— OPDRACHT A —
Hoeveel serieuze meldingen van vermoedelijke bijwerkingen wereldwijd noemt de EMA volgens de tekst over Bravecto-kauwtabletten?
— OPDRACHT B —
Pak de tekst over Bravecto-kauwtabletten weer op na de laatste zin en schrijf hem verder.

Ingediend | 31 oktober 2016 |
---|---|
Beantwoord | 15 november 2016 (na 15 dagen) |
Indiener | Esther Ouwehand (PvdD) |
Beantwoord door | Martijn van Dam (staatssecretaris economische zaken) (PvdA) |
Onderwerpen | dieren landbouw natuur en milieu stoffen |
Bron vraag | https://zoek.officielebekendmakingen.nl/kv-tk-2016Z19907.html |
Bron antwoord | https://zoek.officielebekendmakingen.nl/ah-tk-20162017-486.html |
Het is mij bekend dat er meldingen van bijwerkingen bij honden zijn binnengekomen waarbij een mogelijke relatie met de Bravecto kauwtabletten vermoed wordt.
Ja, de (dier)geneesmiddelen beoordelingsautoriteit van de Europese Commissie, de European Medicines Agency (EMA) maakt melding van ruim 3.000 serieuze meldingen wereldwijd van vermoedelijke bijwerkingen.
Ja, alle bij het Bureau Diergeneesmiddelen binnen gekomen meldingen van bijwerkingen van diergeneesmiddelen worden serieus behandeld. Zo ook deze meldingen.
Ja. Wanneer een diergeneesmiddel op de markt wordt toegelaten dient de houder van de handelsvergunning periodiek een veiligheidsrapport op te stellen. In deze zogenaamde PSUR (Periodic Safety Update report) worden de wereldwijd gemelde bijwerkingen verwerkt. De meest recente PSUR van dit middel is eind oktober ingeleverd en wordt nu met voorrang door de EMA beoordeeld. Eerdere periodieke veiligheidsrapporten gaven geen aanleiding tot wijzigingen in de vergunning van het middel.
Voordat een diergeneesmiddel op de markt wordt toegelaten wordt het op basis van het dossier dat de fabrikant aanlevert, volgens vaste protocollen beoordeeld op veiligheid, werkzaamheid en kwaliteit. Het dossier dat een fabrikant aanlevert voldoet aan de Europese regelgeving (Richtlijn 2001/82 EG en Verordening (EG) Nr. 726/2004). In dit geval heeft de EMA de beoordeling van het middel uitgevoerd en concludeerde dat de baten/risico afweging voor dit middel positief was. Zoals uit het antwoord op vraag 4 blijkt, wordt ook na de markttoelating continu gemonitord op veiligheid, werkzaamheid en kwaliteit, de zogenaamde diergeneesmiddelenbewaking.

— GEGEVENS —

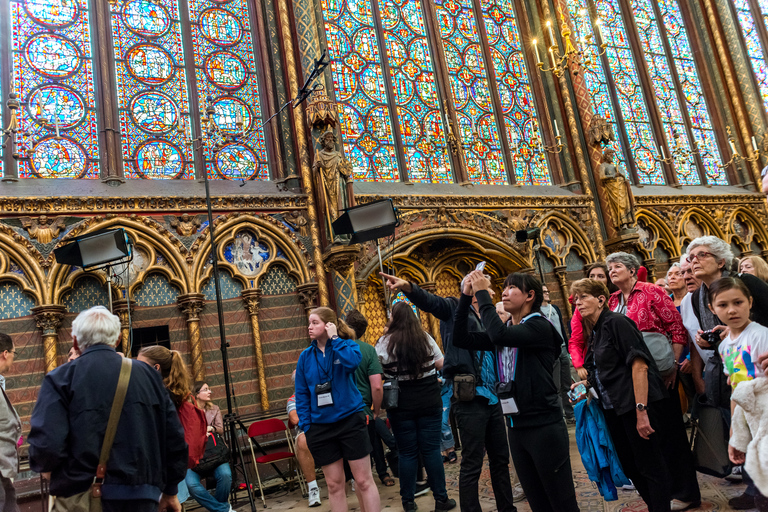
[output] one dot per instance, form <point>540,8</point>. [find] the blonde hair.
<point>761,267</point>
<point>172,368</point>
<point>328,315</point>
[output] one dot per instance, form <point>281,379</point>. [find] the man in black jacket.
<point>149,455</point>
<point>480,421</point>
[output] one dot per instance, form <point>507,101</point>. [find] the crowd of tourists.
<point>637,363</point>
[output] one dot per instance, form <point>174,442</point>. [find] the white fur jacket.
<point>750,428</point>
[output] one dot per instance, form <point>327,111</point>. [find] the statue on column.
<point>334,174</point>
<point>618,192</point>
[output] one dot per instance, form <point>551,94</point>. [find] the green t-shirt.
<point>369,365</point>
* * *
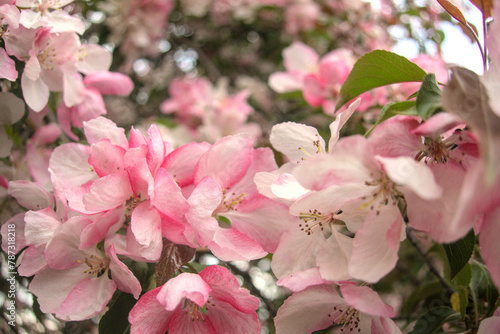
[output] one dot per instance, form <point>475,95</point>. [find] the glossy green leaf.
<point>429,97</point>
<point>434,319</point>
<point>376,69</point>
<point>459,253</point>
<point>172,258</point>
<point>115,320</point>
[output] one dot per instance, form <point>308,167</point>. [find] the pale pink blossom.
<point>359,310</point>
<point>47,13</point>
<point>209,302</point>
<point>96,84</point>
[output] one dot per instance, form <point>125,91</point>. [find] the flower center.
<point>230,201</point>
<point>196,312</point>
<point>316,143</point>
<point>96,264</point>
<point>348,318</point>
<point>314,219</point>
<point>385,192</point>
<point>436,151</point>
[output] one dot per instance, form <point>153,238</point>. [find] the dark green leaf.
...
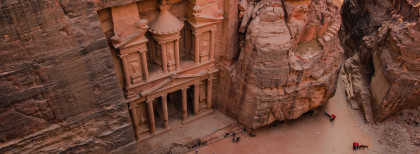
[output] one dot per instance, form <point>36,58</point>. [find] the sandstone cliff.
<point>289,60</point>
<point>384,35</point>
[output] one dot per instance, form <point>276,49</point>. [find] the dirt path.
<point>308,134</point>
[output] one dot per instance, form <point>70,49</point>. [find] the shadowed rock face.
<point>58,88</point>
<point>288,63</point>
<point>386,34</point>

— UITVOER A —
Ruim 3.000.

— UITVOER B —
Er is nog onvoldoende bewijs voor een relatie tussen de vermoedelijke bijwerkingen en het gebruik van het diergeneesmiddel. Op dit moment zijn er ruim 50 meldingen van vermoedelijke bijwerkingen in Nederland gedaan. Deze variëren van overgeven, diarree, neurologische verschijnselen tot overleden honden. In Nederland zijn totaal vanaf registratie in 2014, ruim 750.000 doses en wereldwijd 34 miljoen doses verkocht van het middel. Ik wacht het periodieke veiligheidsrapport en het oordeel van de EMA dan ook af.
Wanneer blijkt dat er onzekerheden geconstateerd zijn met betrekking tot het gebruik van het middel zal de EMA maatregelen aan de Europese Commissie adviseren. Deze kunnen variëren van een aanpassing van de bijsluiter tot het schorsen of intrekken van de handelsvergunning. De Europese Commissie neemt het uiteindelijke besluit met betrekking tot de handelsvergunning.
Ik kan wel als het nodig is het voorschrijven door de dierenarts en het toepassen verbieden. Zoals gezegd wacht ik echter eerst de beoordeling van het periodiek veiligheidsrapport van de EMA af.